Lines from a data collection
-------
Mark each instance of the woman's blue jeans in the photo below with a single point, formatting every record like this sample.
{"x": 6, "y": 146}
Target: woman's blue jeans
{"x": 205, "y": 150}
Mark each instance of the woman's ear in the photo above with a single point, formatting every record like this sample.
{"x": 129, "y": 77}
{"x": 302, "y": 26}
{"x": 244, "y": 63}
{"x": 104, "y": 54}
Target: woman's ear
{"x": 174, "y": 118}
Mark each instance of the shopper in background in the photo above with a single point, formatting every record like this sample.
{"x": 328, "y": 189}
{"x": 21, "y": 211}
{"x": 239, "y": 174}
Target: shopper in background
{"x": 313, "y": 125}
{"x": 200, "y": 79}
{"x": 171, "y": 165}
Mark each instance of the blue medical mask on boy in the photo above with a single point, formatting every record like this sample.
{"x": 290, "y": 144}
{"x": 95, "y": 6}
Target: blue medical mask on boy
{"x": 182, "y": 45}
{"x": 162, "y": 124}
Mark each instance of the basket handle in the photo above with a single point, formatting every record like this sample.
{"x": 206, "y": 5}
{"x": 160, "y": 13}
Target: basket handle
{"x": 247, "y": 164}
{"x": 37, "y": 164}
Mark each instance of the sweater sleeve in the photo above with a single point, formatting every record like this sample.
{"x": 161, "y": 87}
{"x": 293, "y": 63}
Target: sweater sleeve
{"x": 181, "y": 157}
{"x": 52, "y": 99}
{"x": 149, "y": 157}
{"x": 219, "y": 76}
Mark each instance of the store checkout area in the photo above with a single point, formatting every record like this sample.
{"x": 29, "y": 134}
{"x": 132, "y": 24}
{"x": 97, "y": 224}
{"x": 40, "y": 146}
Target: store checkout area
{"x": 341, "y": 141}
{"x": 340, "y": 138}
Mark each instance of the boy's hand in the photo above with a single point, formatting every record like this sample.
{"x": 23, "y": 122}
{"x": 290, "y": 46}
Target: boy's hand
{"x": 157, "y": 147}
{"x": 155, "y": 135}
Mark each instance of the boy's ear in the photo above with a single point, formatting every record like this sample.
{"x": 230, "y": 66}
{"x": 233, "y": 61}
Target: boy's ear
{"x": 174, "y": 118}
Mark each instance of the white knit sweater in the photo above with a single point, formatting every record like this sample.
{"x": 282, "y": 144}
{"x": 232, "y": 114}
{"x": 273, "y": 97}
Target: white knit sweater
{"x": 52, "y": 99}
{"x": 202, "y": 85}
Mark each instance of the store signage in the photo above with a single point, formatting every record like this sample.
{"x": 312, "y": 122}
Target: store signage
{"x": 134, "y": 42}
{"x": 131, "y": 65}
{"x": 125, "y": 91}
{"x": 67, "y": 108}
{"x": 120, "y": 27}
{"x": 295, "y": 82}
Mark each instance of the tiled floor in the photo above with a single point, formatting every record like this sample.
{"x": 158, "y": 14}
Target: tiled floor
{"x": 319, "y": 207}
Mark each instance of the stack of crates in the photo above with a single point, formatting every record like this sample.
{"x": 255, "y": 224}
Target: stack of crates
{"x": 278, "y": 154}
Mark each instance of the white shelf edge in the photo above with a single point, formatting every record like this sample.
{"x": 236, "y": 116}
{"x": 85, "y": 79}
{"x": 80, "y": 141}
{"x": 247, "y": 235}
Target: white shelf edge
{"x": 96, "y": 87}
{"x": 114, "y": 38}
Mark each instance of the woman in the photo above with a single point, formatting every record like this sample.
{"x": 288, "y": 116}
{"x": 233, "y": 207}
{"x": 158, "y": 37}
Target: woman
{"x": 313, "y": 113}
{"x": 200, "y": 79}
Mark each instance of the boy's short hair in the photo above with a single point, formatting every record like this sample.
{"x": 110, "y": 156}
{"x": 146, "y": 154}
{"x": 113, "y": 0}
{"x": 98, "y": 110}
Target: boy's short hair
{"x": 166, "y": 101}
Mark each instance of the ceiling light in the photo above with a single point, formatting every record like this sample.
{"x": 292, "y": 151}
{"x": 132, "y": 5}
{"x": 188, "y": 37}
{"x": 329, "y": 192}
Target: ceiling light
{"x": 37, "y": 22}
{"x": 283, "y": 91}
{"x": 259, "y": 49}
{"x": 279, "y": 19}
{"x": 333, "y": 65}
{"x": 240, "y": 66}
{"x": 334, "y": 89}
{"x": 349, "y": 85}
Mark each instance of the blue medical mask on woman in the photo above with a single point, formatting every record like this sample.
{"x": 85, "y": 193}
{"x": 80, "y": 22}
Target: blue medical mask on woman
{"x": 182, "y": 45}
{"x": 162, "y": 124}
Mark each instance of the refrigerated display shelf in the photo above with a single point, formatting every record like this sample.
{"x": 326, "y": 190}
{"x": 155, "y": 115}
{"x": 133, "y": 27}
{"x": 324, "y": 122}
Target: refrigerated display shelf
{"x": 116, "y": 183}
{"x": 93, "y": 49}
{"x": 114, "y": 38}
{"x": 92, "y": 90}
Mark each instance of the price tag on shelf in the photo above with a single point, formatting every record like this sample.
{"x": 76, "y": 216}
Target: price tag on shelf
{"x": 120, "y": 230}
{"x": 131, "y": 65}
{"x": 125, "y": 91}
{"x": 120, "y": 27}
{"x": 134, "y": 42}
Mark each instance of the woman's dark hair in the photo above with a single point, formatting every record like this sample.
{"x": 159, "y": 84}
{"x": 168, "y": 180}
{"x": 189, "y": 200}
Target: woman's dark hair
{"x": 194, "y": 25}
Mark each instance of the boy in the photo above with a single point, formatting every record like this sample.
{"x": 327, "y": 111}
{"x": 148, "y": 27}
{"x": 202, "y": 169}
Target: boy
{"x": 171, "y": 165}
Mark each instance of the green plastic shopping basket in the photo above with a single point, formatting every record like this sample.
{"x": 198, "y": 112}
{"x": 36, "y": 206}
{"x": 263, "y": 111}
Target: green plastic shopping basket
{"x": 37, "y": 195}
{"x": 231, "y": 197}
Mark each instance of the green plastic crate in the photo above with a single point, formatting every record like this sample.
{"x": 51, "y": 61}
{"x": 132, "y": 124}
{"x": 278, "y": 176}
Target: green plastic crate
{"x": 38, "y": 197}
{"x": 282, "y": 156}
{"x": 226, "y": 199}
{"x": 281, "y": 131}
-------
TASK PROMPT. In the part above that opens with the line containing "Mark each instance of the green plastic crate" and closes with the last line, swap "green plastic crate" for "green plastic bin". Give back only that part, with everything else unchanged.

WRITTEN RESPONSE.
Mark each instance of the green plastic bin in the photo above with a single point, formatting every record like this sample.
{"x": 51, "y": 61}
{"x": 132, "y": 124}
{"x": 278, "y": 176}
Target: green plastic bin
{"x": 38, "y": 197}
{"x": 282, "y": 156}
{"x": 226, "y": 199}
{"x": 281, "y": 131}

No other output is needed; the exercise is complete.